Rewrite the records below, substituting "close-fitting box" for every "tight rectangle" and leaving everything else as it is.

[A block of data]
--- begin ---

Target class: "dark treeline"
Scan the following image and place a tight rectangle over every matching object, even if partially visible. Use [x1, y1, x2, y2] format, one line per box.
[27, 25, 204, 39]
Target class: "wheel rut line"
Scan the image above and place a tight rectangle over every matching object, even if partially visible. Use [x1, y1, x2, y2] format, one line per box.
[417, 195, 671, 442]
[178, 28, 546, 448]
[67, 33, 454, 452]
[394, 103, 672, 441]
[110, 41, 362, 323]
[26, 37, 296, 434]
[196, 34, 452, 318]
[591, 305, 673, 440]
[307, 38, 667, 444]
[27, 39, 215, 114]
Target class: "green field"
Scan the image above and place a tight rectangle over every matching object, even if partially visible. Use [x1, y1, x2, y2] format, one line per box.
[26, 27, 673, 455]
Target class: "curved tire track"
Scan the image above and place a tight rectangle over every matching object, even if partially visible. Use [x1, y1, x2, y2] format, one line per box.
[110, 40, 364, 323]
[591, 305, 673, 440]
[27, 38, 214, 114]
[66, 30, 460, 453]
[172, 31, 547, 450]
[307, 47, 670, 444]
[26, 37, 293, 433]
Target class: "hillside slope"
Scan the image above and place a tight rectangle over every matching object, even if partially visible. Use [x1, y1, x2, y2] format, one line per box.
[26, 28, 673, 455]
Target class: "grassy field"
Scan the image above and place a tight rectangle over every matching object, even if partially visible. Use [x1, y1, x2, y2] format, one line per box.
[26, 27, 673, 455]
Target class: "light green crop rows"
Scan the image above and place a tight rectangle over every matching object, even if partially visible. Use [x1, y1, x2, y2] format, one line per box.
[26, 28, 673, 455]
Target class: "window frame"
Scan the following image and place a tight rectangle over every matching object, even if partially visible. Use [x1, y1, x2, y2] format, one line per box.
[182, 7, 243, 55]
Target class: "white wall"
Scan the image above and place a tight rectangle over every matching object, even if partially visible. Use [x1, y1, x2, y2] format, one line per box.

--- end ---

EXERCISE OUTPUT
Target class: "dark treeline"
Scan the following image and place a close-fitting box over every matching object, even if partially visible. Use [x1, y1, x2, y2] format, one line per box.
[27, 25, 204, 39]
Target class: "wheel rut line"
Scan the image above and place a close-fitting box over every matching object, even if partially visible. Use [x1, y1, x2, y2] format, one line per box.
[417, 195, 671, 442]
[178, 28, 546, 448]
[67, 33, 454, 452]
[394, 103, 672, 441]
[110, 41, 362, 323]
[26, 37, 296, 434]
[196, 34, 452, 318]
[591, 305, 673, 440]
[307, 38, 667, 444]
[27, 39, 215, 114]
Target class: "green field"
Scan the image above and place a close-fitting box over every matching object, even if partially visible. Use [x1, y1, x2, y2] format, one line per box.
[26, 27, 673, 455]
Target class: "curved tire track"
Scan the image above and place a close-fitting box over every matching object, even if partially visible. Use [x1, y1, x2, y2] format, one line per box.
[110, 40, 364, 323]
[591, 305, 673, 440]
[27, 38, 214, 114]
[66, 30, 460, 453]
[172, 31, 547, 450]
[307, 47, 670, 444]
[26, 37, 293, 433]
Target class: "hillside slope"
Scan the image above and place a close-fitting box over every matching object, even if partially visible. Use [x1, y1, x2, y2] format, one line per box.
[26, 28, 673, 455]
Target class: "grassy field"
Scan the image above and place a close-fitting box over every matching object, even if partially visible. Use [x1, y1, x2, y2] format, one line per box.
[26, 27, 673, 455]
Target class: "light green crop rows"
Scan the image above and place a close-fitting box over every matching object, even if partially visible. Use [x1, y1, x2, y2] format, one line per box.
[26, 28, 673, 455]
Target class: "window frame"
Scan the following image and place a close-fitting box over every matching object, even if partially visible. Use [x1, y1, x2, y2] format, one line per box.
[182, 7, 243, 55]
Target class: "white wall"
Scan the image above and place a close-fitting box over every matching object, even if partially visible. Use [x1, y1, x2, y2] format, one line per box.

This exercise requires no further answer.